_Tasks_:
- A) Reproduce everything in the passage on GUI technologies from "Throughout the paper, we" down to "available on request.", word for word.
- B) Write the next part of the passage on GUI technologies in the X stack, picking up after its final sentence.
++++ Source text
Graphical user interfaces (GUIs) are crucial components of applications with which
users interact directly. They present information about the state of the domain
entities
in the application and provide methods of interaction to manipulate them. In this
paper,
we investigate a spectrum of GUI technologies in web applications and how they
fit into
the X stack. We explore a number of technologies that independently address some
aspect
of a GUI in the X stack.
Throughout the paper, we provide code to illustrate the techniques that we introduce.
We have also applied our principles and strategies in a case study, the game Guess
the
Number (GN). which is documented in a separate document that is available on request.
This case study is intentionally kept simple, so that we can focus on principles
without
being distracted by more complex XML processing. We have student projects from
the XML
Technology Lab at TUM for Tic-Tac-Toe, Scissor-Paper-Rock, Blackjack, Memory, Mancala
and the early GameX [SKB14] that follow the same principles as
they evolved and that are technically more complex. The case studies demonstrate
how
end-user developers who are conversant with XML technologies can create their own
web
applications.
This paper is organized as follows:
After this introduction, section “Requirements for GUI technologies” briefly describes the
responsibilities of a GUI component before honing in on our two main requirements
for
GUI technologies in the X stack that fit into a model-driven approach. The two
requirements are that the GUI and the application core must communicate through
XML-encoded declarative data and that the GUI component itself must be defined
in a
declarative manner.
++++++++
++++ Given records
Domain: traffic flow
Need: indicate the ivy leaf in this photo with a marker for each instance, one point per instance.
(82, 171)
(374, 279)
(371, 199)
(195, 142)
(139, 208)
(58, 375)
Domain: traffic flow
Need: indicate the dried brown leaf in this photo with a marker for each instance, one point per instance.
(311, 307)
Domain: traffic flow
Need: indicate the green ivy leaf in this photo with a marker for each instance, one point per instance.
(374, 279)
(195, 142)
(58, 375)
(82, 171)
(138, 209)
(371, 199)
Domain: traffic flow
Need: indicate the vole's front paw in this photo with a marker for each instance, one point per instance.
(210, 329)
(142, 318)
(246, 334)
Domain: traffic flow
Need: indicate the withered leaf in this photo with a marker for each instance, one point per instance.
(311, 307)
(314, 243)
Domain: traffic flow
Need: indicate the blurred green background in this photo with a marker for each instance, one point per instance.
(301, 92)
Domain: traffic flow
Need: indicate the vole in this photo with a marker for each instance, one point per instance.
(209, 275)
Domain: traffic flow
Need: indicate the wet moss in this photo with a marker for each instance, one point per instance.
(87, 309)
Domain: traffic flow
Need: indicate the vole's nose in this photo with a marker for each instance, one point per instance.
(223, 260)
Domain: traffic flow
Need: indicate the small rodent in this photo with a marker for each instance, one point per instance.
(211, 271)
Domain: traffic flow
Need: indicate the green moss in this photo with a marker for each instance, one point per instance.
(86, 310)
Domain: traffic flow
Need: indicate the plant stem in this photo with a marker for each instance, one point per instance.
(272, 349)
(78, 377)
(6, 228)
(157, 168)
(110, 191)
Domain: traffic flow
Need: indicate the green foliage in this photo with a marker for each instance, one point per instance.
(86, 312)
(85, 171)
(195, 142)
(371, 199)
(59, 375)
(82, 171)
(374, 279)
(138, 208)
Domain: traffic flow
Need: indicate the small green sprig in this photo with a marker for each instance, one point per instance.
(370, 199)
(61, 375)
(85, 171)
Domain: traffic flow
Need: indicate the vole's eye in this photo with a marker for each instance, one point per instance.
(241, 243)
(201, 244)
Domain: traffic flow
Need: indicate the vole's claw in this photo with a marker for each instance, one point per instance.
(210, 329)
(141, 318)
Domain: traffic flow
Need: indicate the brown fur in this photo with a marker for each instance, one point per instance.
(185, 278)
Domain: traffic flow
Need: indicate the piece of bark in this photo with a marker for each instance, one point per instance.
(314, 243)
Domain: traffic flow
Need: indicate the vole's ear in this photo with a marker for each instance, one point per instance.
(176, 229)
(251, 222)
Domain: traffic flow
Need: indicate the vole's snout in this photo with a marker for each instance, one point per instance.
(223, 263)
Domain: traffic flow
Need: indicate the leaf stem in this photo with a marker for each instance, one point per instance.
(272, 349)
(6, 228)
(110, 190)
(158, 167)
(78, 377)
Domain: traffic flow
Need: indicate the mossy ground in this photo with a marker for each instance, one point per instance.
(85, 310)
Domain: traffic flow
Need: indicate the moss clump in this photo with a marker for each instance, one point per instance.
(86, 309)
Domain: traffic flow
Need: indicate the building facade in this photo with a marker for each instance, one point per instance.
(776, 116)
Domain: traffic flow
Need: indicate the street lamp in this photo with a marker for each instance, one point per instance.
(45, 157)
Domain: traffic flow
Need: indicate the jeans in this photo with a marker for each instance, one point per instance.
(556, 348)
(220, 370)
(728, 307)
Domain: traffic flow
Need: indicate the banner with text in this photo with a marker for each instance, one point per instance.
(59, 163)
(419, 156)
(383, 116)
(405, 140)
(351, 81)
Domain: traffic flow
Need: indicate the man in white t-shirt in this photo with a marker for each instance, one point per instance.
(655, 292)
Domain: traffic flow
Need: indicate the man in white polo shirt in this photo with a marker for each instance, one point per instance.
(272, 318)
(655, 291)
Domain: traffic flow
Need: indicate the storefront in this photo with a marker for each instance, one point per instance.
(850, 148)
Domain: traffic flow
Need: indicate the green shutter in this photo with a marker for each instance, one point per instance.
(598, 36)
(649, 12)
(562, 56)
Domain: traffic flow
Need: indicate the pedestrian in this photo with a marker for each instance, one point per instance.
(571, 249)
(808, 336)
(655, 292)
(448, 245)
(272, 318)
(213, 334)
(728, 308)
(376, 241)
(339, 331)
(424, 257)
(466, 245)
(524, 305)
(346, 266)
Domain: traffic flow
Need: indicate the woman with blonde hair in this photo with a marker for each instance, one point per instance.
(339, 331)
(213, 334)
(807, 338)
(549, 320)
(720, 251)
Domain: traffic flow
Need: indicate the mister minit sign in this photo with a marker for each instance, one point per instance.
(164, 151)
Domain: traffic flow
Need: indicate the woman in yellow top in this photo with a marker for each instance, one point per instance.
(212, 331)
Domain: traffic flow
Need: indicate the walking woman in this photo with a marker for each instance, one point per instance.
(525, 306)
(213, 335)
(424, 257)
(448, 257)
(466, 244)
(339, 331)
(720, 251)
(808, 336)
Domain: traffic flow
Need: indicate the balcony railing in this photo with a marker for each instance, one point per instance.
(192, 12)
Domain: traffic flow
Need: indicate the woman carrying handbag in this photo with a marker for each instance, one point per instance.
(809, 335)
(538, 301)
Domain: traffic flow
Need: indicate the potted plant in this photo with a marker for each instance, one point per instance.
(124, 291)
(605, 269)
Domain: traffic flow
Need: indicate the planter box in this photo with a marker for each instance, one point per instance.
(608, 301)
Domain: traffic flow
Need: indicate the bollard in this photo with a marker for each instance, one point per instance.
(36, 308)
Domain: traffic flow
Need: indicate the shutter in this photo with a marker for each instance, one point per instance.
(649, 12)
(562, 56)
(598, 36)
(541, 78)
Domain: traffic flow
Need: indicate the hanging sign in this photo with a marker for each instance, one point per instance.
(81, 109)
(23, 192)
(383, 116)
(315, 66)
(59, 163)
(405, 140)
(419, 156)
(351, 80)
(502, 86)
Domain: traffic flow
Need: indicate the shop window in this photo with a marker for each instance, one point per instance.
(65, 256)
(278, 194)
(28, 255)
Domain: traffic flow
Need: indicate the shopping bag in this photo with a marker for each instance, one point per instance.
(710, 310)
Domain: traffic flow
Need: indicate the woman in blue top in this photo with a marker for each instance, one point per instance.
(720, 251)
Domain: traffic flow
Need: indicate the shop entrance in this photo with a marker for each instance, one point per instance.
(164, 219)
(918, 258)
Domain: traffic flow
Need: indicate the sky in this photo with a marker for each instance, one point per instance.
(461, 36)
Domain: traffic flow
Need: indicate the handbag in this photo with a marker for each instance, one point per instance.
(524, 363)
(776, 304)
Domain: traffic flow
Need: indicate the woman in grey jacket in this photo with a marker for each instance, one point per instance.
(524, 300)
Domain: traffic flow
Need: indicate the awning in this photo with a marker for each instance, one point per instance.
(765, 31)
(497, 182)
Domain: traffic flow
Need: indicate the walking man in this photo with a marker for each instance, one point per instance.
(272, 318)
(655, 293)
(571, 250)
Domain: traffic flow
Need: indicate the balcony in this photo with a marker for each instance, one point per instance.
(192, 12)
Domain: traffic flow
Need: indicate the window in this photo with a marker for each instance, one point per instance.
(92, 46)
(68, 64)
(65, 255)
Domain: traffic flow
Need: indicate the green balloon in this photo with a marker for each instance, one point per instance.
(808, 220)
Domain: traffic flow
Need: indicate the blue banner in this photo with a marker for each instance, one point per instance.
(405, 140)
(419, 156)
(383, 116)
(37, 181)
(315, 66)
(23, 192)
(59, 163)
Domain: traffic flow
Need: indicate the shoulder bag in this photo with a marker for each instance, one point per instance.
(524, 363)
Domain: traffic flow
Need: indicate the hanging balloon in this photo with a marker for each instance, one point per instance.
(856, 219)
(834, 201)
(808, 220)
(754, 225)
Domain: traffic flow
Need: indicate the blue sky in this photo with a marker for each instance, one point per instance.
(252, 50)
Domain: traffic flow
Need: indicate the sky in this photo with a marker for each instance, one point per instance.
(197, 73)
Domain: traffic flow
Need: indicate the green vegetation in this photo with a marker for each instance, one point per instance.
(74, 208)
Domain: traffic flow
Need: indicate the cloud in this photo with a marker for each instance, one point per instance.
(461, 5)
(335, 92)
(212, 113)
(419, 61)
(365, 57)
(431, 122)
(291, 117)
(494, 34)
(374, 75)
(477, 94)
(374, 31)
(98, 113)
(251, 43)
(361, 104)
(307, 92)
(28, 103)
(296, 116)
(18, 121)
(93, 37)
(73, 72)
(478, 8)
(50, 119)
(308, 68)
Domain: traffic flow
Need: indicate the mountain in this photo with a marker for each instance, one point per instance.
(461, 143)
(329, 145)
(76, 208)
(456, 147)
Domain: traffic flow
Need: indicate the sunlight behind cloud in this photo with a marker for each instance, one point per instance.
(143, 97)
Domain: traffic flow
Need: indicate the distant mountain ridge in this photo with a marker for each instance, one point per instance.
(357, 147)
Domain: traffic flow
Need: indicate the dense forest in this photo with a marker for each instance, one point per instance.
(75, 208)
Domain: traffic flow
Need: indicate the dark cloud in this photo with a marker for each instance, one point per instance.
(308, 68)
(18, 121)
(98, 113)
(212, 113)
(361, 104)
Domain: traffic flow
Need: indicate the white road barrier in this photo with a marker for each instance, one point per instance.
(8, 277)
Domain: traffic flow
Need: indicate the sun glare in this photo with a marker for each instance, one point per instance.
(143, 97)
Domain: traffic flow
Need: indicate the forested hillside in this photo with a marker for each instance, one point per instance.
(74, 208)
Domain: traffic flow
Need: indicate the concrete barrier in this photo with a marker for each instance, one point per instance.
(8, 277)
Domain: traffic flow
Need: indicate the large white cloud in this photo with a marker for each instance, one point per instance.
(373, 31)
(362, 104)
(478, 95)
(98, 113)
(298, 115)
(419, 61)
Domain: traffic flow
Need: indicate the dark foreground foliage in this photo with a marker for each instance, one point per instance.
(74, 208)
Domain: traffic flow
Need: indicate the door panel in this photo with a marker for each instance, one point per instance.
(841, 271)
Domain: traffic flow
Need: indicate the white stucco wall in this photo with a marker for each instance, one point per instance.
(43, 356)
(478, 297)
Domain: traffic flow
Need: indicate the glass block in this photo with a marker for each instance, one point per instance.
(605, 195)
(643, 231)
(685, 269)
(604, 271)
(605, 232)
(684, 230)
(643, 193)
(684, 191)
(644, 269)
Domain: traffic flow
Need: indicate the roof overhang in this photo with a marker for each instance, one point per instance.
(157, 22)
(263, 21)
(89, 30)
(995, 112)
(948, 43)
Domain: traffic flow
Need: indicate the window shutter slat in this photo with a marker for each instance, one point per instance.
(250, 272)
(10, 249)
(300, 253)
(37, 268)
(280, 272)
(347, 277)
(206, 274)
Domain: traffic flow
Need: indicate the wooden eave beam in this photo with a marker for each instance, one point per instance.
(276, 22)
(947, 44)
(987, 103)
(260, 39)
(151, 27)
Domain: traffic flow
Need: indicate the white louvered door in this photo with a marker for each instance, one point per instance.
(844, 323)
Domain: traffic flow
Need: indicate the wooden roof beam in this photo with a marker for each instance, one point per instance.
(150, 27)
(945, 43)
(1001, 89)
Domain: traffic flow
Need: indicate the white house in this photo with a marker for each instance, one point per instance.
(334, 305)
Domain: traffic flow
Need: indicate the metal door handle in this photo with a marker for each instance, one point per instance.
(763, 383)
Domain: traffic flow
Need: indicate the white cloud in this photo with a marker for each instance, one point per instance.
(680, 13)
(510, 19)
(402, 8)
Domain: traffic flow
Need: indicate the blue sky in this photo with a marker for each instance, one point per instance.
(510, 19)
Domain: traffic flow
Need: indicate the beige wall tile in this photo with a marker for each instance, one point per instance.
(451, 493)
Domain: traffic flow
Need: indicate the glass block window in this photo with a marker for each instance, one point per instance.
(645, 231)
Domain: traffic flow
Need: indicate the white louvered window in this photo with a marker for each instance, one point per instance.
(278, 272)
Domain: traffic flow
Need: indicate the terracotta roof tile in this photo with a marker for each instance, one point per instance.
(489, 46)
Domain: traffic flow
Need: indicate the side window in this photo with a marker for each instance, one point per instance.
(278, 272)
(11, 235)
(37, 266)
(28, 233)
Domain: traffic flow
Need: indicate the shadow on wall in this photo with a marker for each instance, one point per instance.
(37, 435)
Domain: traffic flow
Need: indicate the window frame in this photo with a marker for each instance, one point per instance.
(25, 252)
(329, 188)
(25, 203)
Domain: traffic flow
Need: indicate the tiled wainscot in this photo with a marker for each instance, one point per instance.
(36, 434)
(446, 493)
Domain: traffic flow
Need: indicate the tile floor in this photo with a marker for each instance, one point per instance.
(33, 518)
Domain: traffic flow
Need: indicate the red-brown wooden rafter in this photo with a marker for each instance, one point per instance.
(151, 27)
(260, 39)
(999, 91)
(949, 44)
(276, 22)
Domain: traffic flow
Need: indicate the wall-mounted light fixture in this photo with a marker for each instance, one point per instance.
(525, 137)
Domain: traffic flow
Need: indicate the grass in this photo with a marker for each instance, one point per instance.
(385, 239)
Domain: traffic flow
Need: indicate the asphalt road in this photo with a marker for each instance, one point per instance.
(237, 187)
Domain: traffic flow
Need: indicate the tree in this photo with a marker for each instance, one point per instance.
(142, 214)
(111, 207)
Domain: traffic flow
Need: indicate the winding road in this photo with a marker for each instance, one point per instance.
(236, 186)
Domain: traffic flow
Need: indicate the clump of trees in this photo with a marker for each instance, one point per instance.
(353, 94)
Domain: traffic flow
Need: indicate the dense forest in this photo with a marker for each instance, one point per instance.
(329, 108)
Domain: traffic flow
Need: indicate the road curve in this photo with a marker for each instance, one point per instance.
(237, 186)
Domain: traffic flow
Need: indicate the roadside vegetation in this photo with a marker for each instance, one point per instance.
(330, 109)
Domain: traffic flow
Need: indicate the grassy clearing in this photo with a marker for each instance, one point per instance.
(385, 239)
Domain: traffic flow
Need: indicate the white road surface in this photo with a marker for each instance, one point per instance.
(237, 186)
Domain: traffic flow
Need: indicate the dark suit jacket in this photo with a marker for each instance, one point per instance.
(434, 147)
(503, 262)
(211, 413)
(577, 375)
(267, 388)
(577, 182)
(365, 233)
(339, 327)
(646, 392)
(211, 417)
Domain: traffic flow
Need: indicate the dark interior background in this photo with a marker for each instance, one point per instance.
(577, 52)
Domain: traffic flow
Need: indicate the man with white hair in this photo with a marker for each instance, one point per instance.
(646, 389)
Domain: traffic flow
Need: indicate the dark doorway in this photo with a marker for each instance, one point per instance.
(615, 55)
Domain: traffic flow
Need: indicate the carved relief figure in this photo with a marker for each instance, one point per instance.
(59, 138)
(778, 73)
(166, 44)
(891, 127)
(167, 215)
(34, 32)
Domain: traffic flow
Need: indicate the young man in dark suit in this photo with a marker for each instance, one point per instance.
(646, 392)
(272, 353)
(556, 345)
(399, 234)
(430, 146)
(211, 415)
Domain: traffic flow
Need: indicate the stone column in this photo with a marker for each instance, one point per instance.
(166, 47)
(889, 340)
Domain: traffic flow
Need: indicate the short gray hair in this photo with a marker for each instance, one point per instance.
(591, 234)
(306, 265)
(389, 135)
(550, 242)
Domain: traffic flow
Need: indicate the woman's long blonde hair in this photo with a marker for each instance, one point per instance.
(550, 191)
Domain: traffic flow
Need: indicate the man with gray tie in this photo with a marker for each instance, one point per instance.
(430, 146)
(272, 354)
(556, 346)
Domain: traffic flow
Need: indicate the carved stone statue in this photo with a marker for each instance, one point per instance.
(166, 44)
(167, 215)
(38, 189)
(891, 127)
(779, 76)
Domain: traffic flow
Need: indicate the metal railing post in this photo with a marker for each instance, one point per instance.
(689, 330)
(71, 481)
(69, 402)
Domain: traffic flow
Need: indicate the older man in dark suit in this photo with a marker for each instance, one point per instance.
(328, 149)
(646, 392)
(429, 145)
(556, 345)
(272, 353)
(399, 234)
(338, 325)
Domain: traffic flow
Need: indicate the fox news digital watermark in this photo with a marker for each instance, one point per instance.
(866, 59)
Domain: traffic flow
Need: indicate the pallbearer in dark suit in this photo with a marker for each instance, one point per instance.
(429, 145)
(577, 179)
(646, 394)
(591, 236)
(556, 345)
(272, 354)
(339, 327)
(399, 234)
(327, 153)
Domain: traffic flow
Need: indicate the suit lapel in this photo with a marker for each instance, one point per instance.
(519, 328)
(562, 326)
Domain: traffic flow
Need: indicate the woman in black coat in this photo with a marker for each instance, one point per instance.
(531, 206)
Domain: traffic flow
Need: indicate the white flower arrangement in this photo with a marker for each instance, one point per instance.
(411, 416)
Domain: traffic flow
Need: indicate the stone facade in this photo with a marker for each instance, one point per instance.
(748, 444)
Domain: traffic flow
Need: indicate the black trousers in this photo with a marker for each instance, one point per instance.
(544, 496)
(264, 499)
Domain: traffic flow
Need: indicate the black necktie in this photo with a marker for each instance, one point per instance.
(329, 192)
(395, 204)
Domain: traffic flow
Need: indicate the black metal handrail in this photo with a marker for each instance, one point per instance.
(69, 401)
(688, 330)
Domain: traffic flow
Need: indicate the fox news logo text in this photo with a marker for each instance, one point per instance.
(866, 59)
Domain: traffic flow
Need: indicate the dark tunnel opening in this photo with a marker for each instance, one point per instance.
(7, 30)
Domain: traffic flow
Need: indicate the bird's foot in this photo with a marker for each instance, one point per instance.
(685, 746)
++++++++
_Task-by-task answers_:
- A)
Throughout the paper, we provide code to illustrate the techniques that we introduce.
We have also applied our principles and strategies in a case study, the game Guess
the
Number (GN). which is documented in a separate document that is available on request.

- B)
We then investigate a number of GUI technologies that contribute to the two main
requirements.
First, in section “XHTML with XForms and SVG”, we discuss XForms in the context of HTML and
SVG. XForms is the prototypical GUI technology for our first requirement. We also
investigate to which extent it supports the second requirement and how it compares
to
HTML forms.
One topic that has always been and still is present when discussing GUI technologies
is a component-based approach that allows for composition and reuse of GUI
components. The Web Components specification [WC19] brings the component idea to HTML by enabling web
developers to define their own reusable custom HTML elements as components that
are
marked up like regular HTML elements and that encapsulate custom behaviour and
style. In
section “Web Components”, we present custom elements and their potential
with respect to our main requirements. This prepares a later discussion on a custom
element that we have developed called WebSocket Element that enables GUIs to handle
WebSocket communication in the X stack for multi-client systems.
Modern web applications, particularly games, are often multi-client systems.
Multi-client applications require communication patterns that let clients talk
to each
other or that allow a server to push messages to clients without prior requests,
as
supported by the HTTP extension protocol WebSocket. Multi-client applications require
both servers and clients, read GUIs in our context, to support such a protocol.
In section “Server support for multi-client applications”, we briefly present work that supports the
WebSocket protocol and that recently was taken up and extended by the team at BaseX.
The
main contribution of this paper, in section “WebSocket Element”, is to
present the client side of the WebSocket equation. This is a declarative custom
element
according to the Web Components specification WC19 named
WebSocket Element that can be used in an HTML-based GUI just like a built-in HTML
element. The WebSocket Element encapsulates code to initiate a WebSocket connection
and
to handle incoming declarative XML data that control the GUI. In the definition
of a
GUI, the WebSocket Element in its HTML surface form just declares the parameters
for a
WebSocket connection and how to handle XML data that arrive through the connection.
Handling the incoming data can mean just to render HTML or SVG data or it may involve
applying an XSL transformation and rendering the result. The WebSocket Element
demonstrates how our two requirements for GUI technologies can be supported in
the X
stack for a multi-client web application.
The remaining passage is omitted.